You can install the development version of ggbuilder from GitHub with:

# install.packages("devtools")
devtools::install_github("mjskay/ggbuilder")

Example

Here is a simple dataset, visuallized using normal ggplot2 syntax:

library(ggplot2)
library(ggbuilder)
library(dplyr)
theme_set(theme_light())

set.seed(123456)
df = data.frame(condition = c("A", "B", "C"), response = round(rnorm(30, 1:3), 1))
df |>
  ggplot(aes(x = condition, y =  response, color = condition)) +
  geom_point()

Or you might try use a boxplot instead (though personally I would probably use something from ggdist instead ;) )

df |>
  ggplot(aes(x = condition, y =  response, color = condition)) +
  geom_boxplot(size = 0.75)

To translate the above to {ggbuilder}, we can start by replacing calls of the form geom_XXX(...) or stat_XXX(...) with geom_("XXX", ...) or stat_("XXX", ...). These will work just as before:

df |>
  ggplot(aes(x = condition, y =  response, color = condition)) +
  geom_("boxplot", size = 0.75)

It works just as before, except that the objects created by calls to geom_() and stat_() are both traditional ggplot2 layers and ggbuilder layer specifications, which can be chained together using the pipe: |>.

geom_("boxplot", size = 0.75)
#> <ggbuilder::layer>:
#> mapping:  
#> geom_boxplot: outlier.colour = NULL, outlier.fill = NULL, outlier.shape = 19, outlier.size = 1.5, outlier.stroke = 0.5, outlier.alpha = NULL, notch = FALSE, notchwidth = 0.5, varwidth = FALSE, na.rm = FALSE, orientation = NA
#> stat_boxplot: na.rm = FALSE, orientation = NA
#> position_dodge2 
#> 
#> from <ggbuilder::layer_spec>:
#> $params
#> $params$size
#> [1] 0.75
#> 
#> 
#> $mapping_stat
#> Aesthetic mapping: 
#> <empty>
#> 
#> $mapping_geom
#> Aesthetic mapping: 
#> <empty>
#> 
#> $mapping_final
#> Aesthetic mapping: 
#> <empty>
#> 
#> $geom
#> [1] "boxplot"

This allows us to replicate an example from June Choe’s talk in which the boxplot stat is reused with a label geometry instead of its normal boxplot geometry.

In ggplot2, this requires using after_stat() to reassign the y aesthetic after stat_boxplot() does its computation:

df |>
  ggplot(aes(x = condition, y = response, color = condition)) +
  geom_boxplot() +
  geom_label(
    stat = "boxplot", 
    aes(y = stage(response, after_stat = ymax), label = after_stat(ymax))
  )

This requires using the ggplot2::stage() and ggplot2::after_stat() functions. As June Choe pointed out in his ggtrace talk, the flow from plot data to stat transformation to geom aesthetics is written somewhat out-of-order inside the call to aes().

In ggbuilder, we can write this data flow in order by piping a stat_() into a geom_(), and specifying the aesthetics associated with each:

df |>
  ggplot(aes(x = condition, y = response, color = condition)) +
  geom_boxplot() +
  stat_("boxplot", aes(y = response)) |>
    geom_("label", aes(y = ymax, label = ymax))

■ **Data section**

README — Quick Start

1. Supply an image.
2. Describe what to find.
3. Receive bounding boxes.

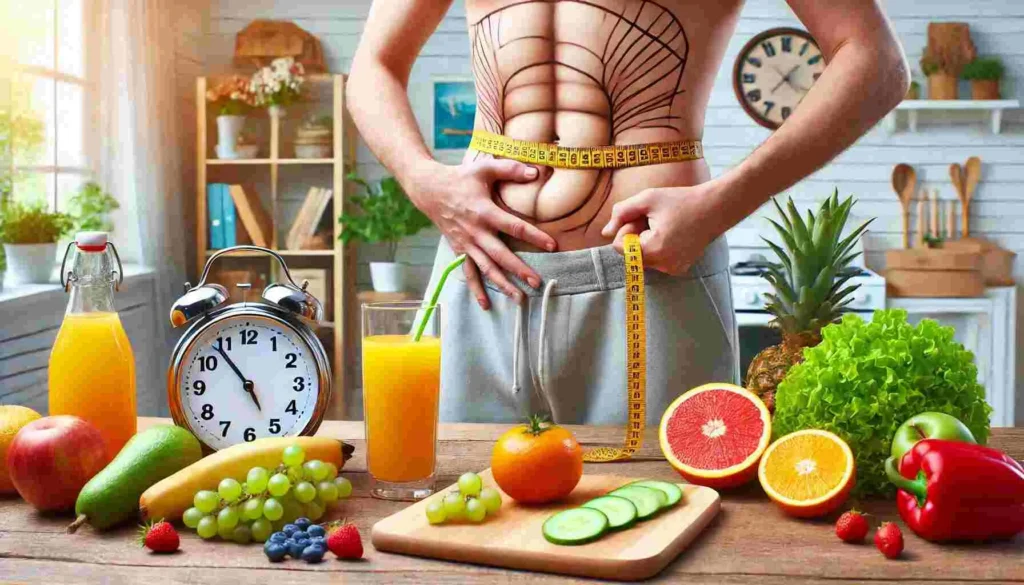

■ **Exercise 1**
Which R packages does the ggbuilder guide load with library() calls? List them.
■ **Exercise 2**
Please pick up the ggbuilder guide at the point where it stops and continue it.

■ **Exercise output 1**
ggplot2, ggbuilder, dplyr

■ **Exercise output 2**
Under the hood, {ggbuilder} translates this into the appropriate calls to stage() in order to build the geom.

Changes to aesthetics after scaling

{ggbuilder} also allows us to do the equivalent of ggplot2::after_scale() by piping a layer specification into remap(). This will apply changes to aesthetics after scales have been applied:

df |>
  ggplot(aes(x = condition, y = response, color = condition)) +
  geom_boxplot() +
  stat_("boxplot", aes(y = response)) |>
    geom_("label", aes(y = ymax, label = ymax)) |>
    remap(aes(fill = colorspace::lighten(color, 0.9)))
#> Warning: Duplicated aesthetics after name standardisation: NA
#> Duplicated aesthetics after name standardisation: NA

Changes to data

We can also modify the input data by passing a new data frame (or a function that modifies a data frame) to the plot_data() function at the top of a layer specification pipe:

df |>
  ggplot(aes(x = condition, y = response, color = condition)) +
  geom_boxplot() +
  plot_data(\(x) filter(x, condition %in% c("B", "C"))) |>
    stat_("boxplot", aes(y = response)) |>
    geom_("label", aes(y = ymax, label = ymax)) |>
    remap(aes(fill = colorspace::lighten(color, 0.9)))
#> Warning: Duplicated aesthetics after name standardisation: NA
#> Duplicated aesthetics after name standardisation: NA

{ggbuilder} also provides implementations of {dplyr} and {tidyr} verbs for plot_data(), so you can pipe plot_data() into those functions instead of awkwardly passing them as an argument wrapped in an anonymous function (like above):

df |>
  ggplot(aes(x = condition, y = response, color = condition)) +
  geom_boxplot() +
  plot_data() |>
    filter(condition %in% c("B", "C")) |>
    stat_("boxplot", aes(y = response)) |>
    geom_("label", aes(y = ymax, label = ymax)) |>
    remap(aes(fill = colorspace::lighten(color, 0.9)))
#> Warning: Duplicated aesthetics after name standardisation: NA
#> Duplicated aesthetics after name standardisation: NA

In fact, we could do the transformations ourselves, which may more clearly communiate our intent:

df |>
  ggplot(aes(x = condition, y = response, color = condition)) +
  geom_boxplot() +
  plot_data() |>
    filter(condition %in% c("B", "C")) |>
    group_by(condition) |>
    slice_max(response) |>
    geom_("label", aes(label = response)) |>
    remap(aes(fill = colorspace::lighten(color, 0.9)))

Feedback

This package is very experimental! Feedback/issues are welcome. Not sure if this will ever go CRAN-wards, but maybe if it solidifies in the future :).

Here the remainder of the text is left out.